── Provided data ──

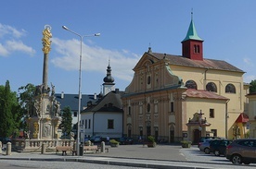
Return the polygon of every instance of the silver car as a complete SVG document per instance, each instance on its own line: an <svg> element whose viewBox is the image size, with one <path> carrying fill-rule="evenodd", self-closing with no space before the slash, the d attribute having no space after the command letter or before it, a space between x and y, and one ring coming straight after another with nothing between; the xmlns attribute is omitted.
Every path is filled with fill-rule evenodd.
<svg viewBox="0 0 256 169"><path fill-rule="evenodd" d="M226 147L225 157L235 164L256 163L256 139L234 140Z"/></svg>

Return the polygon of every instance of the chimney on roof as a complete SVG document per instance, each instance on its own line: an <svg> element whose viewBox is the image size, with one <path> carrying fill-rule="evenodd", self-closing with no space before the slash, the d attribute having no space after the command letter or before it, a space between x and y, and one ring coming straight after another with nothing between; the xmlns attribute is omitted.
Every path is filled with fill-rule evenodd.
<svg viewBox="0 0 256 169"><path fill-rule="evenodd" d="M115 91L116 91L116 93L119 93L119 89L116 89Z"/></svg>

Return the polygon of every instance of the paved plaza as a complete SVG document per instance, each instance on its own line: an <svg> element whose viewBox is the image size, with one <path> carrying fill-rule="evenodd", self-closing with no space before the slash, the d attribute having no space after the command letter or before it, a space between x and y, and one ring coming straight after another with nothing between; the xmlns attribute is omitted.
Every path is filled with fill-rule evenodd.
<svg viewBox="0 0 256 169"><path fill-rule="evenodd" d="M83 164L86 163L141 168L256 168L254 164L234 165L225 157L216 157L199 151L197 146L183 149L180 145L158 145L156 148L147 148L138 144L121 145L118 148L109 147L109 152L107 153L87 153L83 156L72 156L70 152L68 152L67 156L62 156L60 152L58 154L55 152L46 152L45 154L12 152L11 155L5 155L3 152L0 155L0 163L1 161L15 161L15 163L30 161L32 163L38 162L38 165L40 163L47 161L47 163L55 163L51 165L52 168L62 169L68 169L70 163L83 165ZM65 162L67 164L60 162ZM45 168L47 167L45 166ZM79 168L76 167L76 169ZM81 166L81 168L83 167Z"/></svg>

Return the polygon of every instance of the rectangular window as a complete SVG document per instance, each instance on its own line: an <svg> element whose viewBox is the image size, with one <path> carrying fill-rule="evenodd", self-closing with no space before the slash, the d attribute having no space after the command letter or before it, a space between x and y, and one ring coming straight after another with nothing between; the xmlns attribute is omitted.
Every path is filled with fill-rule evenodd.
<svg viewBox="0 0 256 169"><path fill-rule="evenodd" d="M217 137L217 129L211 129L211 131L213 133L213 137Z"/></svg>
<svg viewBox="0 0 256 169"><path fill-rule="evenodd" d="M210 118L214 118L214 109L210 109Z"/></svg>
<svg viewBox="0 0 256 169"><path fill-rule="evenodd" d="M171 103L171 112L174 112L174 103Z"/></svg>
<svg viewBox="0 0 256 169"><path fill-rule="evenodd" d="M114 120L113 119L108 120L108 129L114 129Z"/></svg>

───
── Provided data ──

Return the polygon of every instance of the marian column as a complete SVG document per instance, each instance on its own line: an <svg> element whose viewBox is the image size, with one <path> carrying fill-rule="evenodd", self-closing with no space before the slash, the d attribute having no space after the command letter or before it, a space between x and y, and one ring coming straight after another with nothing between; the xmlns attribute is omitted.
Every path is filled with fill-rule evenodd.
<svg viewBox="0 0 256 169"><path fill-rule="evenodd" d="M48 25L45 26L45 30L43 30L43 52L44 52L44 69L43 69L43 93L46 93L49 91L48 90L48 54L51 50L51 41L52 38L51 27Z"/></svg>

───
── Provided data ──

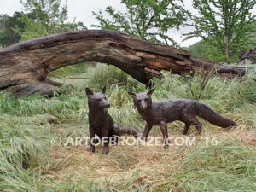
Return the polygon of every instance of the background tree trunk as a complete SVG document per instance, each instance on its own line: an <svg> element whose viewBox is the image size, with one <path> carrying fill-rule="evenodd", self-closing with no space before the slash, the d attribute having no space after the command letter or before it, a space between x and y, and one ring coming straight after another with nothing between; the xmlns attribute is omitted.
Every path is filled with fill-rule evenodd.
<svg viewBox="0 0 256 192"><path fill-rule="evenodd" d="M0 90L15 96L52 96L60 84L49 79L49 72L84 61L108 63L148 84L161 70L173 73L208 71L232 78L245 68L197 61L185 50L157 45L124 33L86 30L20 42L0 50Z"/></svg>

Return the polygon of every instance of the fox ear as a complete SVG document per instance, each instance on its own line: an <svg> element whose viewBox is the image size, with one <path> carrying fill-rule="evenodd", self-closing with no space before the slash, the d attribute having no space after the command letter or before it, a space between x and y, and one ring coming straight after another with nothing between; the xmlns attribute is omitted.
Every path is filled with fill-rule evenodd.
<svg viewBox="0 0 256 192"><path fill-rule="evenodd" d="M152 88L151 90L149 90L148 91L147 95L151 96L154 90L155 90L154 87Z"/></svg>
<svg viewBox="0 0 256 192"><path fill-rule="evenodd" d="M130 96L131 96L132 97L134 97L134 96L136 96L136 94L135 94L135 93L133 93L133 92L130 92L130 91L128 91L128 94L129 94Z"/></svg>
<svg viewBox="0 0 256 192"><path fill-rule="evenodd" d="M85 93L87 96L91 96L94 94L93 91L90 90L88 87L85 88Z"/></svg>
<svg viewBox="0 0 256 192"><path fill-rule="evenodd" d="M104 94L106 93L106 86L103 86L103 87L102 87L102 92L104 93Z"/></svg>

───

Rewrite everything from the line containing "Return the polygon of every instance of the background" down to the line containing "94L106 93L106 86L103", with "fox ear" changed to "fox tail" and all else unchanged. Give only those lines.

Worked answer
Return the polygon of every instance of the background tree trunk as a complete SVG document per instance, each instance on its own line: an <svg> element whose viewBox is the image size, with one <path> carrying fill-rule="evenodd", self-closing with no space before the slash, the d attribute having no space after the command letter or before it, a space between x and y, and one ring coming straight after another with nothing between; the xmlns attribute is omitted.
Every path is filled with fill-rule evenodd.
<svg viewBox="0 0 256 192"><path fill-rule="evenodd" d="M0 90L15 96L52 96L60 84L49 79L49 72L84 61L108 63L148 84L161 70L173 73L208 71L232 78L245 68L197 61L185 50L157 45L124 33L86 30L20 42L0 50Z"/></svg>

Return the polygon of every instance of the fox tail as a complete SVG document per instance, each instance on its own line: an <svg> element whose viewBox is the image size, with one <path> carrying fill-rule="evenodd", self-closing with no space before the slash, the d attribute having no space after the command letter or before it, a space between x and y, and one ring coming straight after another with nothing between; the xmlns attribute is omitted.
Every path is filled with fill-rule evenodd.
<svg viewBox="0 0 256 192"><path fill-rule="evenodd" d="M152 88L151 90L149 90L148 91L147 95L151 96L154 90L155 90L154 87Z"/></svg>
<svg viewBox="0 0 256 192"><path fill-rule="evenodd" d="M130 96L131 96L132 97L134 97L134 96L136 96L136 94L135 94L135 93L133 93L133 92L130 92L130 91L128 91L128 94L129 94Z"/></svg>
<svg viewBox="0 0 256 192"><path fill-rule="evenodd" d="M85 93L87 96L91 96L94 94L93 91L90 90L88 87L85 88Z"/></svg>
<svg viewBox="0 0 256 192"><path fill-rule="evenodd" d="M104 94L106 93L106 86L103 86L103 87L102 87L102 92L104 93Z"/></svg>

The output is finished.